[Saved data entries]
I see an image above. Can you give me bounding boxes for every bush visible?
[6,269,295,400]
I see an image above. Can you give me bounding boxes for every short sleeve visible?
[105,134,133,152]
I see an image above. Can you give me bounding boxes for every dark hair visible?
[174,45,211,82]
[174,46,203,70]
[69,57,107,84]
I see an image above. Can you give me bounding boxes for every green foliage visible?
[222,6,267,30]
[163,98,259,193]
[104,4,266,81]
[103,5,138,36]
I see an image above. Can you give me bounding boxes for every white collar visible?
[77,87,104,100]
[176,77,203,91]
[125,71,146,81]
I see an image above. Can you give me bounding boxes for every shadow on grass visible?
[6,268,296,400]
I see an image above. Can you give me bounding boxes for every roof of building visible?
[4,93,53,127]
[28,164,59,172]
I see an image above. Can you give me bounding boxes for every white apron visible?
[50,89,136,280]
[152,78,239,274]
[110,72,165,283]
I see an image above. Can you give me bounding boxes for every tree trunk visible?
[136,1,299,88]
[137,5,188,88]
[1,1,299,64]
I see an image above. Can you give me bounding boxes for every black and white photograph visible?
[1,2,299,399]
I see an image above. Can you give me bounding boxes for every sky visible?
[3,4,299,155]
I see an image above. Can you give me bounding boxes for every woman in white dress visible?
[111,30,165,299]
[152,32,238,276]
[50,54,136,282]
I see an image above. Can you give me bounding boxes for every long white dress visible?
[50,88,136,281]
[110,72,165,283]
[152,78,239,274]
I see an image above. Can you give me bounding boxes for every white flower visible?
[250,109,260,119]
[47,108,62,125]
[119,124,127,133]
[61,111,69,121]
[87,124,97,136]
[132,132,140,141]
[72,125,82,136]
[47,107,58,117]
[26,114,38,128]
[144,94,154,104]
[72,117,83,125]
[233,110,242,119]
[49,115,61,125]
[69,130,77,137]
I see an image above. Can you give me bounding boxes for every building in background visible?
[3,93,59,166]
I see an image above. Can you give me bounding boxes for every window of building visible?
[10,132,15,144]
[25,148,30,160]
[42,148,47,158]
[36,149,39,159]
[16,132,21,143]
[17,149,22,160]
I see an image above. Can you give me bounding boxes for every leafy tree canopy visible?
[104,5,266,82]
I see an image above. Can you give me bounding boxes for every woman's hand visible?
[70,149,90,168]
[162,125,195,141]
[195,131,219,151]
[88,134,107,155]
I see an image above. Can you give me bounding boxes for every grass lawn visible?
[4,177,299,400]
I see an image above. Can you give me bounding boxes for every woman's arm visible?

● **Required work**: What is needed here is an exact reproduction of all the entries.

● **Solution**:
I see an image above. Can you give me bounding boxes for every bush visible?
[6,269,295,400]
I see an image above. Can you give me bounding boxes for every short sleeve visible?
[105,134,133,152]
I see an image above. Can you give me bounding boxes for every dark hair visible?
[174,45,211,82]
[174,46,203,70]
[69,57,107,84]
I see an image above. Can you give me bounding boxes for every green foliage visible?
[222,6,267,30]
[163,98,259,193]
[104,4,266,81]
[103,5,138,36]
I see an image above. Can you give me bounding boxes for every white collar visible?
[77,87,104,100]
[176,77,203,91]
[125,71,146,81]
I see an image above. Can you give me bounding boxes for every shadow on grass visible?
[6,268,296,400]
I see an image above. Can you give me bounding boxes for every roof of building visible?
[4,93,53,127]
[28,164,59,172]
I see an image above. Can you give me bounding boxes for every white apron visible?
[50,89,136,280]
[152,78,239,274]
[110,72,165,283]
I see an image above. Can you give me bounding boxes for every tree trunk visible?
[136,1,299,88]
[137,5,188,88]
[1,1,299,64]
I see an image above. Can you give me bounding boxes for every black and white photograph visible?
[1,2,299,399]
I see an image above. Can you give me bounding boxes for every sky visible?
[3,4,299,155]
I see an image above. Can you give me bounding boxes for every woman in white dress visible?
[111,30,165,299]
[152,32,238,276]
[50,54,136,282]
I see an image above. Can you give me bounding boxes for every long white dress visible?
[50,88,136,281]
[110,72,165,283]
[152,78,239,274]
I see an image above. Can you give me bounding boxes for every white flower visible?
[250,109,260,119]
[47,108,62,125]
[119,124,127,133]
[61,111,69,121]
[87,124,97,136]
[132,132,140,141]
[72,125,82,136]
[47,107,58,117]
[26,114,38,128]
[144,94,154,104]
[72,117,83,125]
[233,110,242,119]
[49,115,61,125]
[69,130,77,137]
I see an image above. Can you give me bounding boxes for every building in background visible?
[3,93,59,166]
I see an image above. Can you give me bounding boxes for every window of building visible?
[10,132,15,144]
[25,148,30,160]
[42,148,47,158]
[36,149,39,159]
[16,132,21,143]
[17,149,22,160]
I see an image above. Can you give me bounding boxes for every leafy tree canopy visible?
[104,5,266,82]
I see an image above. Can you give me bounding boxes for every woman's hand visible?
[70,149,90,168]
[162,125,195,141]
[195,131,219,151]
[88,134,107,155]
I see an image above. Can you give me bounding boxes for every grass lawn visible?
[4,177,299,400]
I see an image above. Can you give me bounding boxes for every woman's arm visible?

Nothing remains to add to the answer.